教材文:
···

おじさんの映画三昧

旧作を含めほぼ毎日映画を見ております。
それらの映画評(ほとんど感想文ですが)を掲載していきます。

湯を沸かすほどの熱い愛

2017-09-08 07:54:33 | 映画
先日、映画館で最後にタイトルが映画を見たのだが、そういえば昨年も最後にタイトルが出る映画があったなと思い当たり再見。


監督:中野量太
出演:宮沢りえ 杉咲花 オダギリジョー 篠原ゆき子 駿河太郎 伊東蒼 松坂桃李

ストーリー
夫の一浩(オダギリジョー)とともに銭湯を営んでいた双葉(宮沢りえ)は、他ならぬ夫の失踪とともにそれを休み、パン屋店員のバイトで娘の安澄(杉咲花)を支えていた。
ある日職場で倒れた彼女が病院で検査を受けると、伝えられたのは末期ガンとの診断であった。

···

保存データ:
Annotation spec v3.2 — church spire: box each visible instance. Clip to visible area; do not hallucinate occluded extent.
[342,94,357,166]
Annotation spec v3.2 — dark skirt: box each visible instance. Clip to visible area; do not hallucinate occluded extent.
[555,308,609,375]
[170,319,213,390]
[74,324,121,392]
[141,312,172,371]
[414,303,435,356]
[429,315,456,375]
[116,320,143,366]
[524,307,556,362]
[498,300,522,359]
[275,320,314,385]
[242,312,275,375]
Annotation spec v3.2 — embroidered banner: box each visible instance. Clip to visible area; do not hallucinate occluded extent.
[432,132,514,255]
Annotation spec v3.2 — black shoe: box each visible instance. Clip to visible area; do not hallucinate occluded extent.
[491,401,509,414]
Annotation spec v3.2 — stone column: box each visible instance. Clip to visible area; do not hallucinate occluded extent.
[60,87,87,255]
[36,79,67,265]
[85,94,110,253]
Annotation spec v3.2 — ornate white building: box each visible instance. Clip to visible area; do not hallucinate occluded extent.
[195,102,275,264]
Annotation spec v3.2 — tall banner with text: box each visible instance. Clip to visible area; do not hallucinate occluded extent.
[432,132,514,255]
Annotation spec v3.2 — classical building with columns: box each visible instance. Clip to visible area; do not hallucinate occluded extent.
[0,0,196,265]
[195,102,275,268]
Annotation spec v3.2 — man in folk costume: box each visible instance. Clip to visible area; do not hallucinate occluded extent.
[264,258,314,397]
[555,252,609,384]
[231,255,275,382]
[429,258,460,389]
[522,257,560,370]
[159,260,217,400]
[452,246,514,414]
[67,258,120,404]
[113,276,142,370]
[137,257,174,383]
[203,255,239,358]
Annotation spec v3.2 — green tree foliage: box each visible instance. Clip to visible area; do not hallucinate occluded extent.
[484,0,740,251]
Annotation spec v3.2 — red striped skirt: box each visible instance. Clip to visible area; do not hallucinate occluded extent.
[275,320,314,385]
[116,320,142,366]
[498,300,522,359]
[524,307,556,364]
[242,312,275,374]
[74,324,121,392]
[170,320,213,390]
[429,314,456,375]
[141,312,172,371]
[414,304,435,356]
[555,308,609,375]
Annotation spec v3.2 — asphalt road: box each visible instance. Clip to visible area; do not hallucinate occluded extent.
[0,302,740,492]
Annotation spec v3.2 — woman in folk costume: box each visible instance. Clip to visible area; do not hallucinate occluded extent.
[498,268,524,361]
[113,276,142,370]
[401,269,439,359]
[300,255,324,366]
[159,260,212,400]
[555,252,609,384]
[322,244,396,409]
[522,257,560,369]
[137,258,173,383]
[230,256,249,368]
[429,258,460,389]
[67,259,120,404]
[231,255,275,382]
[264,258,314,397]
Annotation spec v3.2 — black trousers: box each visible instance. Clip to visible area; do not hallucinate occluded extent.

···

教材文のストーリーによると、双葉は夫の失踪後、何のバイトで娘の安澄を支えていたか。

解答:
パン屋店員のバイトで支えていた。